- _Instruction_
Count the lines of the data below that contain the string "leaf", with case counting, and give only the number.

- _Data shown_

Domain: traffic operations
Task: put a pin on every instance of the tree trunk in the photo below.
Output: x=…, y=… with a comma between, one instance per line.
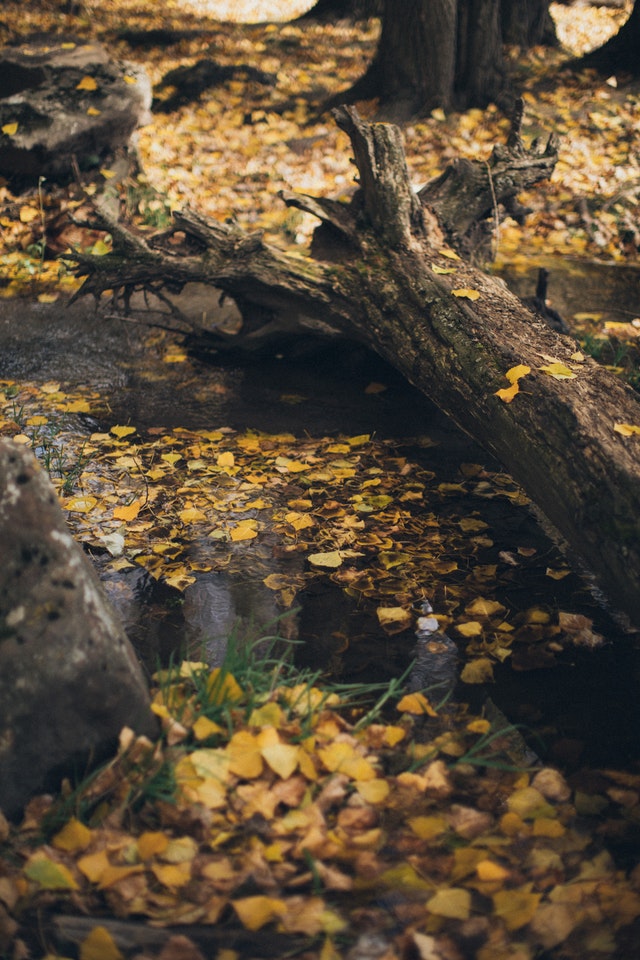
x=620, y=53
x=450, y=329
x=434, y=53
x=526, y=23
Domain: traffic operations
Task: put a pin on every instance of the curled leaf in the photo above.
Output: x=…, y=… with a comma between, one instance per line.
x=558, y=371
x=466, y=293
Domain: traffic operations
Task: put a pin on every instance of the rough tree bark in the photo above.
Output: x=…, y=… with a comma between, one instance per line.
x=326, y=10
x=526, y=23
x=434, y=53
x=390, y=286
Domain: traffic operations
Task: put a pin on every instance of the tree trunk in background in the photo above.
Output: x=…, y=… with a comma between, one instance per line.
x=479, y=74
x=526, y=23
x=434, y=53
x=620, y=54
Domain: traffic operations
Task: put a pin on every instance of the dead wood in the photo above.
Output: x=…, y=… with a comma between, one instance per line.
x=556, y=438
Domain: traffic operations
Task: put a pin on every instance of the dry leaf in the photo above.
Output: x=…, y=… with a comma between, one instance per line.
x=466, y=293
x=558, y=371
x=87, y=83
x=626, y=429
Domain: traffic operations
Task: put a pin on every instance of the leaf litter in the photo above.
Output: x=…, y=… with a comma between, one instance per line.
x=282, y=806
x=286, y=809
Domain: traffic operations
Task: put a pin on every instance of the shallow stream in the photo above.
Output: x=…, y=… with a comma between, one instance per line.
x=579, y=707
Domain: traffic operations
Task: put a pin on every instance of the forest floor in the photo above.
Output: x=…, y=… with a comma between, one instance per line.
x=274, y=818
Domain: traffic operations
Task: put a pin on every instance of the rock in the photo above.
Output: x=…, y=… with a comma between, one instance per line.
x=69, y=679
x=68, y=101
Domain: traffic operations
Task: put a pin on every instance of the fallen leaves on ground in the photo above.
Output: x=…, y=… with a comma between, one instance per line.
x=248, y=141
x=293, y=816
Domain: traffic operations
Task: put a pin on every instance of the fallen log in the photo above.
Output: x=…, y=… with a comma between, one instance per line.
x=389, y=280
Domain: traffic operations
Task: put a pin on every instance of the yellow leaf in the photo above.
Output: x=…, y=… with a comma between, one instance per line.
x=442, y=270
x=428, y=827
x=28, y=214
x=587, y=316
x=74, y=836
x=453, y=902
x=282, y=758
x=546, y=827
x=114, y=874
x=514, y=374
x=172, y=875
x=626, y=429
x=87, y=83
x=180, y=580
x=99, y=945
x=393, y=735
x=477, y=671
x=491, y=871
x=558, y=371
x=375, y=387
x=244, y=530
x=482, y=607
x=129, y=512
x=470, y=629
x=48, y=874
x=466, y=293
x=254, y=912
x=516, y=907
x=417, y=704
x=245, y=755
x=150, y=843
x=394, y=619
x=331, y=559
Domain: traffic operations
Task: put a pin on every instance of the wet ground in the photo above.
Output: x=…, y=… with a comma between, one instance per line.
x=583, y=708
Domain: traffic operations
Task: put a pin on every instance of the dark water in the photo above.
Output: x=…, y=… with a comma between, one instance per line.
x=581, y=708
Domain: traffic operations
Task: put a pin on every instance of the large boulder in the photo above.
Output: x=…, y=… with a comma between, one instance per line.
x=65, y=103
x=69, y=679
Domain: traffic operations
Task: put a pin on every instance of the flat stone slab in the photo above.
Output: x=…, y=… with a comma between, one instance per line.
x=69, y=679
x=63, y=104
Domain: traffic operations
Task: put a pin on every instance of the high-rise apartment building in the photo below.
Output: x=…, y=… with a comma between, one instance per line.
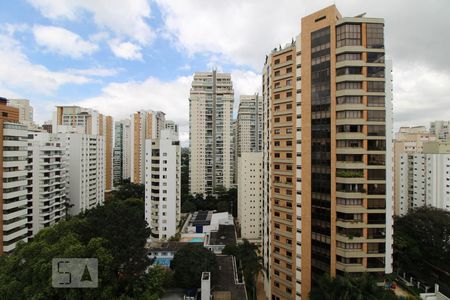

- _Result of this exercise_
4